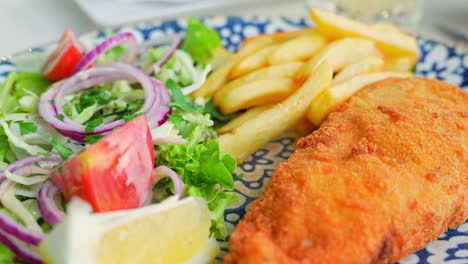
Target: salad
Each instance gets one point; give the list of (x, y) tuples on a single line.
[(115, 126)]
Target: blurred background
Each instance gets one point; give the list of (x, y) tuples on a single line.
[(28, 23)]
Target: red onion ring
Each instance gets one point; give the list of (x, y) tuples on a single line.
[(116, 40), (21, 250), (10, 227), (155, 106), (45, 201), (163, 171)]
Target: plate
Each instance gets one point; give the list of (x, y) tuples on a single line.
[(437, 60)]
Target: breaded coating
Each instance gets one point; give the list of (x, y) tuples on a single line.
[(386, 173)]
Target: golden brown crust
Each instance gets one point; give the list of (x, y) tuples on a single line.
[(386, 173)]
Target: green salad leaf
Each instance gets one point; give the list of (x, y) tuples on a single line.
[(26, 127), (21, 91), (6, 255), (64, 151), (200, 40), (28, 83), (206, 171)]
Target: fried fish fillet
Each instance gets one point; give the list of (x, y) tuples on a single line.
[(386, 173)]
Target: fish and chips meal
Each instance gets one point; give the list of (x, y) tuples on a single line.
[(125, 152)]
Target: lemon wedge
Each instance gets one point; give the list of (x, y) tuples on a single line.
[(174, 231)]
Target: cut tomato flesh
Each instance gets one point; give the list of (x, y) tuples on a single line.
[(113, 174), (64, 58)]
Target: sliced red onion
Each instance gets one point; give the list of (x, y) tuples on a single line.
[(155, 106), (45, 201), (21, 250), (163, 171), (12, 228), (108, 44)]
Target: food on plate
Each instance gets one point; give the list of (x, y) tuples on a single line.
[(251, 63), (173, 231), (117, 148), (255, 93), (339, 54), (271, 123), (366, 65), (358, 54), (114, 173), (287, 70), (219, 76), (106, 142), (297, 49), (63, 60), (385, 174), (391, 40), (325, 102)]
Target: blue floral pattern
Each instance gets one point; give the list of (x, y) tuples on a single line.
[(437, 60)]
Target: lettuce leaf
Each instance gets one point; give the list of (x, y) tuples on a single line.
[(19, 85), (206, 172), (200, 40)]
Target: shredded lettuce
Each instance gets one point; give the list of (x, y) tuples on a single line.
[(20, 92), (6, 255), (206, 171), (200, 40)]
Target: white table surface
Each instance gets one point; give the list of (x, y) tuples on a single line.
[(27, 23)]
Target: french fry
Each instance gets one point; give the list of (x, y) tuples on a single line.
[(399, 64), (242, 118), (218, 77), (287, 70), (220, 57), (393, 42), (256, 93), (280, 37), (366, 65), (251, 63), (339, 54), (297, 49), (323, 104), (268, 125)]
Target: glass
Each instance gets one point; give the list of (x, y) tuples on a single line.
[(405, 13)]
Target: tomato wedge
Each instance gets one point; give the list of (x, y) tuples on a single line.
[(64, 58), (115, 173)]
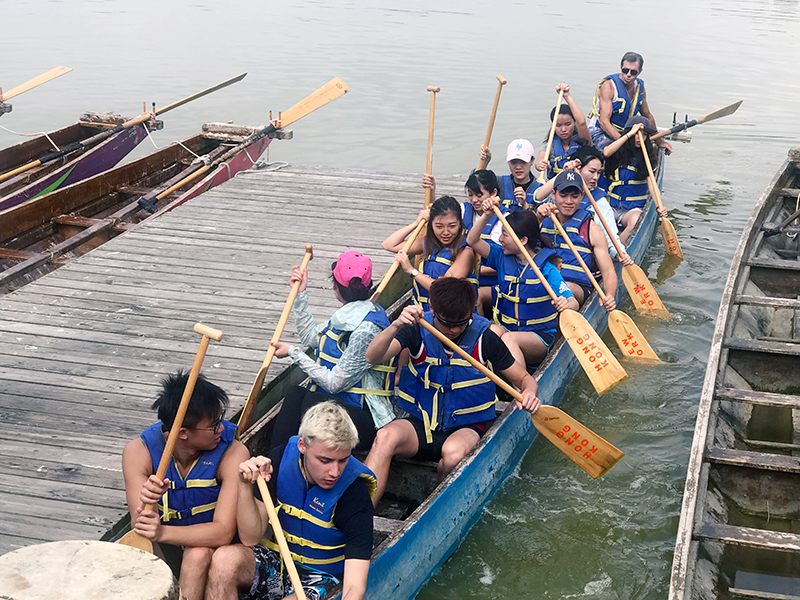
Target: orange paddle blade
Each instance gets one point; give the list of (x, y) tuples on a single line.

* **Exercise details**
Copy out the entries verbatim and leave the images out.

* **Exercise solution**
Target: salad
Each instance gets one point; give the list of (x, y) tuples on a single line.
[(115, 126)]
Target: blurred background
Each instance gets one point; give the list of (x, y) tuples on a single line.
[(28, 23)]
Target: red onion ring
Each instance gets one point; give the list of (x, y) tuples on a single line.
[(116, 40), (21, 250), (10, 227), (155, 106), (45, 201), (163, 171)]
Target: plate
Each instance gets one point; give the list of (x, y) tuples on a single line.
[(437, 60)]
Target: breaded coating
Each instance gets one point; give the list of (x, y) tuples on a single line.
[(386, 173)]
Target: golden brown crust
Each instance gets one point; give the list of (x, y) tuples on a single line.
[(386, 173)]
Target: green salad leaf
Each instance gets one point; give the list of (x, y) tuples on a single line.
[(26, 127), (21, 91), (6, 255), (64, 151), (200, 40), (28, 83), (206, 171)]
Target: fried fish fillet
Each instance gets one point; give the list of (x, y) tuples on a single line.
[(386, 173)]
Target: fish and chips meal
Each instance gets one point; give the list of (x, y) tuples on a single line.
[(125, 152)]
Target: lemon wedge
Each instance gets one point; give the list of (x, y) tuples on a single line.
[(174, 231)]
Target: cut tomato flesh
Each instance gets one point; give the list of (x, y) tuples on a single line.
[(113, 174), (64, 58)]
Target: sliced red onion
Each instance gets one point; give the list of (x, y) tuples on a single line.
[(155, 106), (45, 201), (21, 250), (163, 171), (12, 228), (108, 44)]
Target: food on plate
Each instance gets one point; give the list of (x, y) tuples on a single line.
[(251, 63), (173, 231), (117, 148), (255, 93), (339, 54), (271, 123), (366, 65), (358, 54), (114, 173), (287, 70), (219, 76), (106, 142), (297, 49), (63, 60), (385, 174), (391, 40), (325, 102)]
Target: blue floral pattern
Each instance gets one point; give the list of (x, y) tuples on a single line.
[(437, 60)]
Target: lettuce leaf
Each instance gets one point; give the list of (x, y) tuples on a single line.
[(19, 85), (206, 172), (200, 40)]
Target: shredded lettuce
Each instance gets one point; give the list of (x, y) tuples on a single line.
[(20, 92), (6, 255), (206, 171), (200, 40)]
Target: white table surface
Each instance gets one point; give the list of (x, y) tuples on a single line.
[(27, 23)]
Target: french fry
Each instance gets one point; give the list of (x, y) tuples on a single line.
[(399, 64), (242, 118), (218, 77), (287, 70), (220, 57), (393, 42), (256, 93), (280, 37), (366, 65), (251, 63), (339, 54), (297, 49), (323, 104), (268, 125)]
Target: glass
Each instance gets one point; give the list of (x, y) tuples on a single line.
[(405, 13)]
Target: tomato wedge
Each instance gets one point; give the list of (x, y) tuples on a single line.
[(64, 58), (115, 173)]
Target: orange paddle blade
Each instance gets one point; give the list of (x, y) tuples on a single line.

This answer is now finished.